◆ Belge alıntısı:
·····
Sanırım 31 Mayıs'ta başlayan Gezi direnişinin en kritik günlerini yaşıyoruz. 11 Haziran'da uygulanan devlet terörüne karşı alanı insansızlaştırmayı başaramayan hükümet, müdahalenin eli kulağında diyerek korku salmaya çalıştı. Ancak bu da işe yaramadı. Bu arada görüşmeler sürüyor izlenimi yaratmak için kendi seçtiği bazı insanlarla yok hükmünde görüşmeler yapmayı ihmal etmedi. Sonuç olarak herkesin müdahale beklediği bir günde, 13 Haziran'da bir grup sanatçıyla birlikte Taksim Dayanışmasından (TD) gelen temsilcilerle görüşmeyi kabul etti.

14 Haziran sabaha karşı yaklaşık 3.30'da görüşmeler bitti ve açıklamalar geldi. Hükümet sözcüsü Hüseyin Çelik aşağı yukarı şunları söyledi: "Yargıya saygılıyız, yargı kararı netleşene kadar Gezi Parkıyla ilgili hiç bir tasarrufta bulunulmayacaktır. Yargı kararı bizim lehimize çıksa dahi Plebisite gidilecektir. İstanbulluların verdiği karar bizim için esastır. Keyfi davranan ve orantısız güç kullanan güvenlik kuvvetleri hakkında inceleme, soruşturma başlatılmıştır. Suç işleyen varsa cezasını alacaktır. Yargı kararı ve halk oylaması sonucuna kadar her hangi bir tasarrufta bulunulmayacaktır. Temenni ederim ki bir kaç saat sonra güneş daha parlak doğar..." Yargı kararlarına uymakla yükümlü bir yapının, yargı kararlarına saygılıyız şeklinde bir açıklama yapmaya ihtiyaç duyması aslında buralara neden geldiğimizin itirafı oldu.

Ardından sanatçılar adına konuşan Halit Ergenç şöyle dedi: "Sürecin işleyişini, kaygılarımızı ve çözüm önerilerini dile getirdik. Vardığımız sonuçları biraz önce bakanımız açıkladılar...
1- Yargı sürecine saygı duyulacak ve Gezi Parkında herhangi bir tasarrufta bulunulmayacak.
2- Suç işleyen devlet görevlileri hakkında işlem yapılacak."
·····
Saklanan kayıtlar

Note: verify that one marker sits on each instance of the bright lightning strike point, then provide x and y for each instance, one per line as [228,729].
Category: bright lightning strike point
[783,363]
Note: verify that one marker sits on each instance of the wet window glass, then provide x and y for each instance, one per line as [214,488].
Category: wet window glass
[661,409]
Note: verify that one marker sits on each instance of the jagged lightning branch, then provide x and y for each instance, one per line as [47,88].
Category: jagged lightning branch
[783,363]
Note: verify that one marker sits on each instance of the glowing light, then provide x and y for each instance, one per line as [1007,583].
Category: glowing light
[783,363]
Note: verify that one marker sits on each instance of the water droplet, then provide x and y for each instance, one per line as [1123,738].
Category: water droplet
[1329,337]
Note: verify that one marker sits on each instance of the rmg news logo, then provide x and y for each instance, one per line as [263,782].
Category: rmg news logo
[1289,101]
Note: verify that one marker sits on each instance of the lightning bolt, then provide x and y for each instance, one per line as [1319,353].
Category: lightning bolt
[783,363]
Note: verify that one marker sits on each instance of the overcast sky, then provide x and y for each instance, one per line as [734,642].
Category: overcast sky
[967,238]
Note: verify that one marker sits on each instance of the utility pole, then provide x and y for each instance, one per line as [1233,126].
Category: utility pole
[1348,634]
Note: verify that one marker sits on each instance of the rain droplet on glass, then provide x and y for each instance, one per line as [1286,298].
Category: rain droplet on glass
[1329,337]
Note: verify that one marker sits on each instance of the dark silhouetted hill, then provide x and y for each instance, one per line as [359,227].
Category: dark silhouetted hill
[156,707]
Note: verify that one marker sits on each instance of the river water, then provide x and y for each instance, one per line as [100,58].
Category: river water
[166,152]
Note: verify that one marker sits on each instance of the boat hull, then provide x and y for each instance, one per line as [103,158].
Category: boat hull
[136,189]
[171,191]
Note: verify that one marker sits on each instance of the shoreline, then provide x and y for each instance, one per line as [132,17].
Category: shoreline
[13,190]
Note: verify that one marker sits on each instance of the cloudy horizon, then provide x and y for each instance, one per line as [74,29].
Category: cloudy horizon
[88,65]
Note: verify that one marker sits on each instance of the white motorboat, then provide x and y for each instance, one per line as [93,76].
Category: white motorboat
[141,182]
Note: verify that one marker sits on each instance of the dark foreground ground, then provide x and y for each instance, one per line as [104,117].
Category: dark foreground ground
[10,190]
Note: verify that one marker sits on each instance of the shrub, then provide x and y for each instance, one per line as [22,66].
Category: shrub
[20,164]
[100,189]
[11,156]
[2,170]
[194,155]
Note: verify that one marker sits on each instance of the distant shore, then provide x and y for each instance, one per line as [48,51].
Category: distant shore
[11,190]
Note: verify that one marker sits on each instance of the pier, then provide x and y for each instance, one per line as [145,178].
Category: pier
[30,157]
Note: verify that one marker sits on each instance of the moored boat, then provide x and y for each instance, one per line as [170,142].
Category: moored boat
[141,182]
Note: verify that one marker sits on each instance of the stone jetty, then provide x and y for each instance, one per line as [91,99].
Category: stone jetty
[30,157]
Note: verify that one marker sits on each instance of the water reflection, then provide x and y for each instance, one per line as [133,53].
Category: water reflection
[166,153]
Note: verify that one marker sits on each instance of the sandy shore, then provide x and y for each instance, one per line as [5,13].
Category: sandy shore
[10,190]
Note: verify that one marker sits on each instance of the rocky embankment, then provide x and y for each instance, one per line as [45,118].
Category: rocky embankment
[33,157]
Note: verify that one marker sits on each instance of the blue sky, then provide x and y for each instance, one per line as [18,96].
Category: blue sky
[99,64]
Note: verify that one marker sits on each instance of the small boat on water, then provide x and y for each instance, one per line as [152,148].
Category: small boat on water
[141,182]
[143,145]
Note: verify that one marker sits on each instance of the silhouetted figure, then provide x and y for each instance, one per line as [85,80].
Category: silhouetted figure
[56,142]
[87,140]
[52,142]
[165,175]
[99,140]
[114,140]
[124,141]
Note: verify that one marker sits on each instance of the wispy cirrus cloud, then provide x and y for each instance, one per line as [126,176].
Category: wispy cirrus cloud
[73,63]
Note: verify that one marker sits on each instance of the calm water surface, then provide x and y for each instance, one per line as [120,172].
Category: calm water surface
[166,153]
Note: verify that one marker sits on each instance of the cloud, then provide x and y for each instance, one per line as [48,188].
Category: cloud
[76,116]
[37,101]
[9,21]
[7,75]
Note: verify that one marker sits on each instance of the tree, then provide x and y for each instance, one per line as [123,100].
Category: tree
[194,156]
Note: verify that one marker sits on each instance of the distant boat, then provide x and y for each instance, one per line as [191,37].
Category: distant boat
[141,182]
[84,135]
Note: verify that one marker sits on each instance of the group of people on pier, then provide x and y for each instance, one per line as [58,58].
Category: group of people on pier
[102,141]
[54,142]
·····
◆ Alıştırma görevi 1: Gezi direnişi yazısında "Ardından sanatçılar adına" ile "bir tasarrufta bulunulmayacak." arasındaki bölümü, ikisi de dahil olmak üzere, "kaygılarımızı" yerine "endişelerimizi" koyarak düzenleyip yeniden yazın.
◆ Alıştırma görevi 2: Gezi direnişi yazısını son cümlesinden sonra sürdürün.

◆ Alıştırma sonucu 1:
Ardından sanatçılar adına konuşan Halit Ergenç şöyle dedi: "Sürecin işleyişini, endişelerimizi ve çözüm önerilerini dile getirdik. Vardığımız sonuçları biraz önce bakanımız açıkladılar...
1- Yargı sürecine saygı duyulacak ve Gezi Parkında herhangi bir tasarrufta bulunulmayacak.

◆ Alıştırma sonucu 2:
Ve nihayet TD temsilcilerinin açıklamalarını dinledik: "Başbakana ve ilgili heyete teşekkürler. Sayın başbakana günlerdir ifade ettiklerimizi yeniden ilettik. Sayın başbakan yargı sürecini bekleyeceklerini söylediler. Plebisit sonuçları parkın yıkılmaması yönünde olursa bu karar uyulacağını açıkladılar. Bu süre içerisinde Gezi Parkına dokunulmayacaktır. Buradan pozitif bir yaklaşım çıkmıştır. Bu durumu Taksimde direnen arkadaşlarımızın dikkatine sunuyoruz. Arkadaşlarımızın da bu durumu pozitif olarak algılayacaklarını düşünüyoruz. Buradan Gezi Parkına gidiyoruz, yarın bunu değerlendireceğiz ve akşam yapacağımız bir etkinlikle duyuracağız. Yarınki etkinlik bir şenlik olmayacaktır, hayatını kaybeden arkadaşlarımızı için bir anma olacaktır..." Bu pozitif ve uzlaşma tonu yüksek açıklamaya rağmen, içeride durumun böyle olmadığını sonradan öğrendik. Başbakan DİSK temsilcisi Arzu Atabek Çerkezoğlu'na çıkışmış ve gerilim devam edince kızı tarafından salondan çıkarılmış.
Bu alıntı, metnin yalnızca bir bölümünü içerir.